### 作業指示
[a] 映画「HIDEAWAY」の紹介文にある一文「クーンツの原作の方も絶版になっていますが興味深そうです。」を英語に訳してください。
[b] 映画「HIDEAWAY」の紹介文を、最後の文の後から書き継いでください。

### 本文
:::

以下は2ちゃんねるのテンプレからとった映画の紹介になりますが。

>「HIDEAWAY」

>◇1995年、アメリカ

>スティーヴン・キングと肩を並べるモダン・ホラーの新帝王ディーン・R・クーンツ原作。  「スピード」「トータルリコール」のSFXスタッフが贈るサイコスリラー。


>死の淵から奇跡的生還を遂げた男を次々と襲う謎のイメージ・・・やがて彼は自分が別の人間と精神的にリンクしていることを知る。

>しかもその相手は、若い娘たちの命を狙う、恐るべき悪魔崇拝者だった。

http://www.logsoku.com/r/2ch.net/liveanb/1259941148/


この作品はホラーサスペンスですが「フラットライナー」や「ブレインストーム」など臨死体験ものに興味のある方にはさらに面白いかも。善悪がはっきり分かれていて分かりやすいと言ったら分かりやすいかな。

映画冒頭から響く、美しくスピリチュアルなスキャットの曲は「Miranda Sex Garden」の「peep show」

仕事から帰って来た父親が屋敷に帰ってくると…

https://www.youtube.com/watch?v=9oSAcyBUgeM (注・ポルトガル語です)

いきなり地獄に落ちる悪人と善人の様子がCGで描かれています。

キリスト教徒でなくともトラウマになるような光景が広がっていたのですが、この背後に流れる曲がすごく印象的で、20年たった今でも耳にこびりついている。最近急にこの曲の事を思い出して曲名とアーチスト名を探して早速ブログにUPしたら動画の方が消されてしまった。

クーンツの原作の方も絶版になっていますが興味深そうです。


さて、お話は天上の清らかな宗教画とこのスキャットから始まります。暁の荘厳な雰囲気の中一人立ち尽くす少年。

:::

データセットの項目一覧
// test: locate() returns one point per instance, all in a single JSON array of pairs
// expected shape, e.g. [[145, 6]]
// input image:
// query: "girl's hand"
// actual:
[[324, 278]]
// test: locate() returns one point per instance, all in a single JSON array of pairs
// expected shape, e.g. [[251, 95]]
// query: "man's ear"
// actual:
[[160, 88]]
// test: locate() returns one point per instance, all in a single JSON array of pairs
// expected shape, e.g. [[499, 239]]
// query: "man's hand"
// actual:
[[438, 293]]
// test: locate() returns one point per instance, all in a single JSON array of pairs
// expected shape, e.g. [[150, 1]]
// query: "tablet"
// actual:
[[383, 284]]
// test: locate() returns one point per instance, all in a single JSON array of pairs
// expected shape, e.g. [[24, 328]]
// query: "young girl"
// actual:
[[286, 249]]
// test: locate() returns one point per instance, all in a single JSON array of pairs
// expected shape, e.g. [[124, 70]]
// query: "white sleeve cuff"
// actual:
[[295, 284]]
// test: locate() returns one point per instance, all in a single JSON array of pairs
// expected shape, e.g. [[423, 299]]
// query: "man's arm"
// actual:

:::

### 出力一覧
[a] Koontz's original novel is out of print as well, but it looks interesting.

[b]
のちに登場するの主人公一家の過程と対比させているのだろうと思うけど、父親が帰ってくると広く豪華な屋敷は妙に明るく、シンとしている。

朝もやのように清らかなオラトリオの歌声が立ち込める中、一階から父親は家族の名を呼びながら家の中に入っていく。

1階の広間には壮麗な宗教画が掛かっていて、家族たちはその前で祈っている。

しかし、よく見ると妻や娘は針金で縛られ、ナイフが心臓を貫いている…捧げもののように…悪魔への生贄だ。

衝撃を受けながらも父親は息子(以下ジェレミー)の名前を呼びながら息子の部屋に入ると息子は屹立したナイフの上に身を投げ出し自らの命を捧げものにして悪魔を呼び出していた…!

というすごくおどろおどろしいシーンから始まります。


優秀な外科医である父親のジョナスは彼の命を救うが、結局呼び出されたブァッサーゴという悪魔はこの少年の肉体に宿り、次々と生贄にするために美少女たちを捕まえに行く。

主人公(ハッチ)の娘がたまたま美少女(以下、レジーナ)だったのでブァッサーゴの毒牙にかかりそうになるのを、お父さんのハッチが必死に守ろうとするのですが、この攻防戦が本当にスリリングでワクワクドキドキ!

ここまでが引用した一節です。